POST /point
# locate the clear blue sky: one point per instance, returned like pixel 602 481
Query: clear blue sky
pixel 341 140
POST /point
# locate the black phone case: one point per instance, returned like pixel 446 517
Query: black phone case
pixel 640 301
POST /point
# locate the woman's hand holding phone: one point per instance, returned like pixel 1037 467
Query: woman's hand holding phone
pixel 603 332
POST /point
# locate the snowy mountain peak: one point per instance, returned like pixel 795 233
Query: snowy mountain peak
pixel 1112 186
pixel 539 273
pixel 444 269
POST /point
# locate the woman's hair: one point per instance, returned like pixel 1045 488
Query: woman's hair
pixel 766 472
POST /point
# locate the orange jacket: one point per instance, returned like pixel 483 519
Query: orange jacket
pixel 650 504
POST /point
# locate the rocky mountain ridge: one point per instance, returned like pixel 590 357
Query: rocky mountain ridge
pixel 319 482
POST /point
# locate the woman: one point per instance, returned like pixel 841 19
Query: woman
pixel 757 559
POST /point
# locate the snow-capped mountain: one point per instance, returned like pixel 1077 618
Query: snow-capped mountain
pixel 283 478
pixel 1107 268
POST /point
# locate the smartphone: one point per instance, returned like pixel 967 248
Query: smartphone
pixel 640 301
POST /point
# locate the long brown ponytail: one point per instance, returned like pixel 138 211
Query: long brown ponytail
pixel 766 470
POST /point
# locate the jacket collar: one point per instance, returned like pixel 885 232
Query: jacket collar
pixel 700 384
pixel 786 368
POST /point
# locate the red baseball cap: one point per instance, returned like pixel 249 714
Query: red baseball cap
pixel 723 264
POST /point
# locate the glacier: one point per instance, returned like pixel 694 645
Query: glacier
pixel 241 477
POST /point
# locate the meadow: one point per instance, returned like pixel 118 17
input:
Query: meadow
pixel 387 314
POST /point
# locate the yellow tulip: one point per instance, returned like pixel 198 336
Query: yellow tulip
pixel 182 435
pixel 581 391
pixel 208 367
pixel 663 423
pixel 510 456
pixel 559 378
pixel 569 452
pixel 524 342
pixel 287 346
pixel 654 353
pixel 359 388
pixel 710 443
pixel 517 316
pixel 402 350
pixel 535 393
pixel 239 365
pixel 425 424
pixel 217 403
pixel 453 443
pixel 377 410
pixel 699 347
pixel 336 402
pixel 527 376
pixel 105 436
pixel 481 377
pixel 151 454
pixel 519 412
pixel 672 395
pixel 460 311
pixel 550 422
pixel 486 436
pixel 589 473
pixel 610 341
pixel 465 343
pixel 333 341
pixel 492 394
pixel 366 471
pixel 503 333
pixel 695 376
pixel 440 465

::::

§ **What you should do**
Take the material above and return all of it exactly.

§ **Correct answer**
POST /point
# locate the clear blue sky: one point per instance, returned like pixel 602 481
Query: clear blue sky
pixel 341 140
POST /point
# locate the black phone case: one point per instance, returned like pixel 446 517
Query: black phone case
pixel 640 301
POST /point
# locate the woman's hand holding phone: one point per instance, returned like pixel 1037 467
Query: woman's hand holding phone
pixel 603 332
POST /point
# locate the snowy mountain peak: one point per instance, returned like pixel 795 233
Query: snowy mountain peak
pixel 1112 186
pixel 539 273
pixel 444 269
POST /point
# locate the woman's hair: one point per instance, returned like pixel 1045 488
Query: woman's hair
pixel 766 472
POST /point
# locate the orange jacket: one point per instance, returned like pixel 483 519
Query: orange jacket
pixel 650 504
POST /point
# locate the rocky mountain ridge: one point per instance, returned like pixel 590 357
Query: rocky mountain ridge
pixel 319 482
POST /point
# locate the woman: one point per instance, returned like pixel 841 19
Query: woman
pixel 757 559
POST /point
# locate the snow-capped mountain: one point per instance, returned like pixel 1077 618
Query: snow-capped mountain
pixel 283 478
pixel 1107 268
POST /point
# locate the smartphone: one point per instance, returned like pixel 967 248
Query: smartphone
pixel 640 301
POST /point
# locate the long brown ponytail: one point per instance, returned like pixel 138 211
Query: long brown ponytail
pixel 766 470
POST /point
# locate the jacket collar: one point per instance, returned like pixel 885 232
Query: jacket collar
pixel 700 384
pixel 786 368
POST /point
# locate the red baseball cap: one point per instance, returned like pixel 249 714
Query: red baseball cap
pixel 723 264
POST /point
# locate the glacier: one point per instance, returned like pixel 694 645
Query: glacier
pixel 241 477
POST /point
# locate the meadow: one point per instance, returned like pixel 118 17
input:
Query: meadow
pixel 387 314
POST /point
# locate the yellow tulip: one point per instance, returned like pixel 198 336
Query: yellow tulip
pixel 182 435
pixel 581 391
pixel 208 367
pixel 663 423
pixel 510 456
pixel 559 378
pixel 569 452
pixel 524 342
pixel 287 346
pixel 654 353
pixel 359 388
pixel 710 443
pixel 517 316
pixel 402 350
pixel 535 393
pixel 239 365
pixel 425 424
pixel 217 403
pixel 453 443
pixel 377 410
pixel 699 347
pixel 336 402
pixel 527 376
pixel 105 436
pixel 481 377
pixel 151 454
pixel 519 412
pixel 672 395
pixel 460 311
pixel 550 422
pixel 486 436
pixel 589 473
pixel 610 341
pixel 465 343
pixel 333 341
pixel 492 394
pixel 366 471
pixel 503 333
pixel 695 376
pixel 440 465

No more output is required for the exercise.